## Text provided
Though a layman all his life, Luigi was known as "Father" by the members of the Congregation and those he helped. He died at the age of 75, nearly blind, completely worn out, and working for the Congregation to the end.


Born

24 July 1825 at Bovisio Masciago, diocese of Milian, Italy


Died

1 October 1900 in Saronno, Varese, Italy of natural causes


Beatified

• 9 November 2003 by Pope John Paul II

• his beatification miracle involved the healing of Giovanni Luigi Iecle, a farmer from Bosa, Sardegna in 1961




Blessed Juan de Palafox Mendoza


Profile

Born the illegitimate son of an Aragonese noble, Jaime de Palafox, the Marquis of Ariaza; his father would not recognize him, his mother became a Carmelite nun, and Juan was raised by a family of millers. When the boy was ten years old, his father finally acknowledged him and took over his upbringing. Juan was educated at Alcalá and Salamanca, and served as a political administrator in Monzón, Spain in 1626. Member of the Council of the Indies, the body that administered the overseas territory of the Spanish Empire.



Juan was ordained a priest in April 1629. He served as chaplain to the Holy Roman Empress, Maria of Austria, who was also the sister of King Philip IV of Spain, and travelled with her around Europe. Chosen bishop of Tlaxcala, México on 3 October 1639 by Pope Urban VIII, he served for nearly 14 years, including as interim Archbishop of Mexico from 10 June 1642 to 23 November 1642. Part of his time was served as viceroy to King Philip. He founded the Biblioteca Palafoxiana library on 5 September 1646 with 5,000 volumes, the College of San Pedro, the College of San Pablo, the Dominican convent of Santa Inez, the Purísima Concepción girl's school, and he completed construction of the cathedral for Tlexcala. While he supported missionary work among the natives of his diocese, he forbade any attempt to force or coerce conversion.

## Recorded information
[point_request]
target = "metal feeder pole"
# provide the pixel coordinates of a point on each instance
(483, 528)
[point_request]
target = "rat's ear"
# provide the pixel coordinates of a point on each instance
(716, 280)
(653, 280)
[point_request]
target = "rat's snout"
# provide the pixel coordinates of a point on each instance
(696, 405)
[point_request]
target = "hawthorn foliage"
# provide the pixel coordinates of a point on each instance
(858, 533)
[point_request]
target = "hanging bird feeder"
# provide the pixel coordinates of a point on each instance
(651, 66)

...

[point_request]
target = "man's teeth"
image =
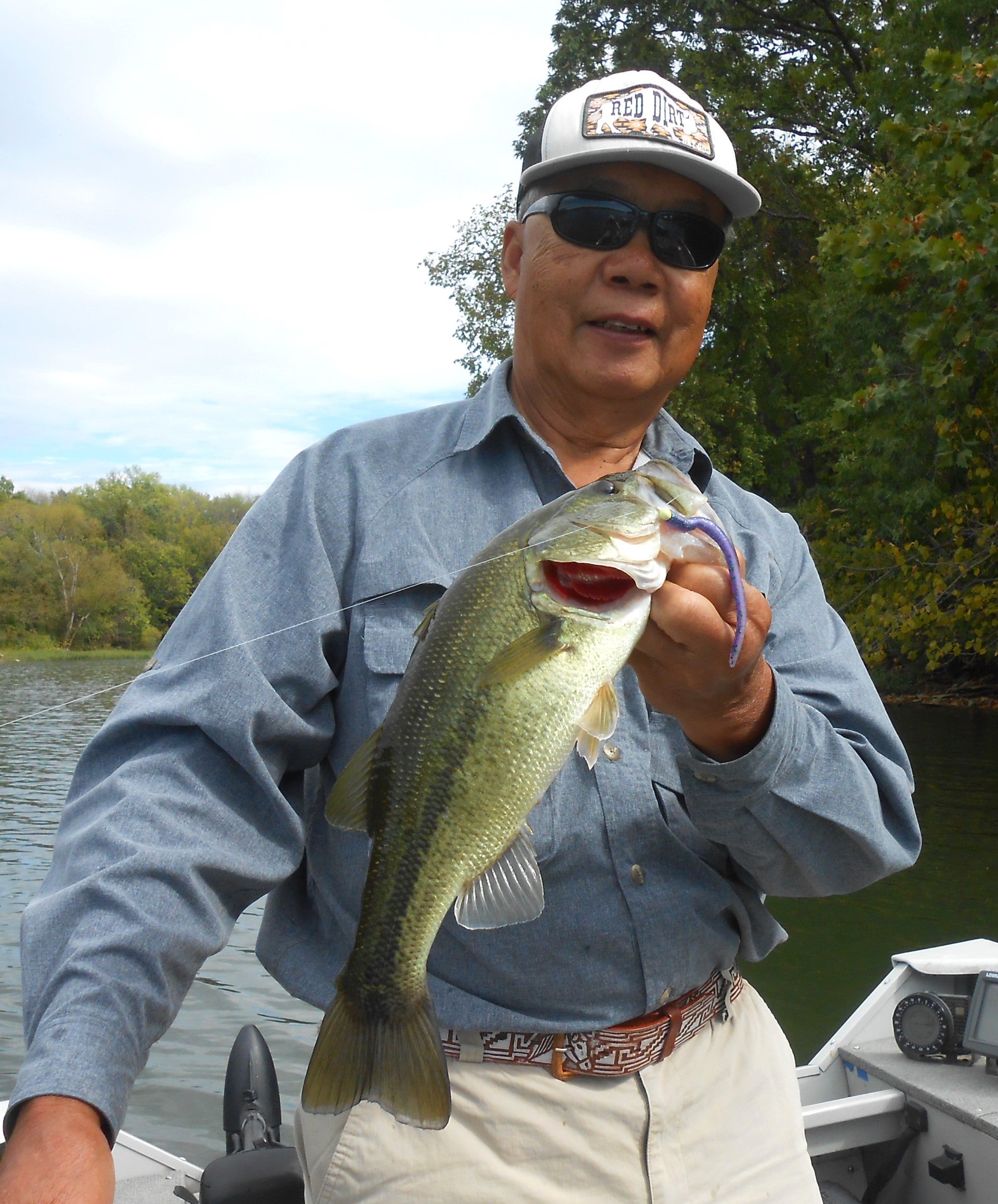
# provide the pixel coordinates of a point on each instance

...

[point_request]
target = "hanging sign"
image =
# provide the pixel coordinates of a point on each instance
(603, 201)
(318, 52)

## Required work
1. Write out the passage of the biographical text above between "Born the illegitimate" and "the Spanish Empire.", inclusive.
2. Answer these questions using the biographical text above:
(a) In what town did Luigi die?
(b) Which pope chose Juan de Palafox Mendoza as bishop of Tlaxcala?
(c) How many volumes did the Biblioteca Palafoxiana hold when it was founded?

## Set of answers
1.
Born the illegitimate son of an Aragonese noble, Jaime de Palafox, the Marquis of Ariaza; his father would not recognize him, his mother became a Carmelite nun, and Juan was raised by a family of millers. When the boy was ten years old, his father finally acknowledged him and took over his upbringing. Juan was educated at Alcalá and Salamanca, and served as a political administrator in Monzón, Spain in 1626. Member of the Council of the Indies, the body that administered the overseas territory of the Spanish Empire.

2.
(a) Saronno, Varese, Italy
(b) Pope Urban VIII
(c) 5,000 volumes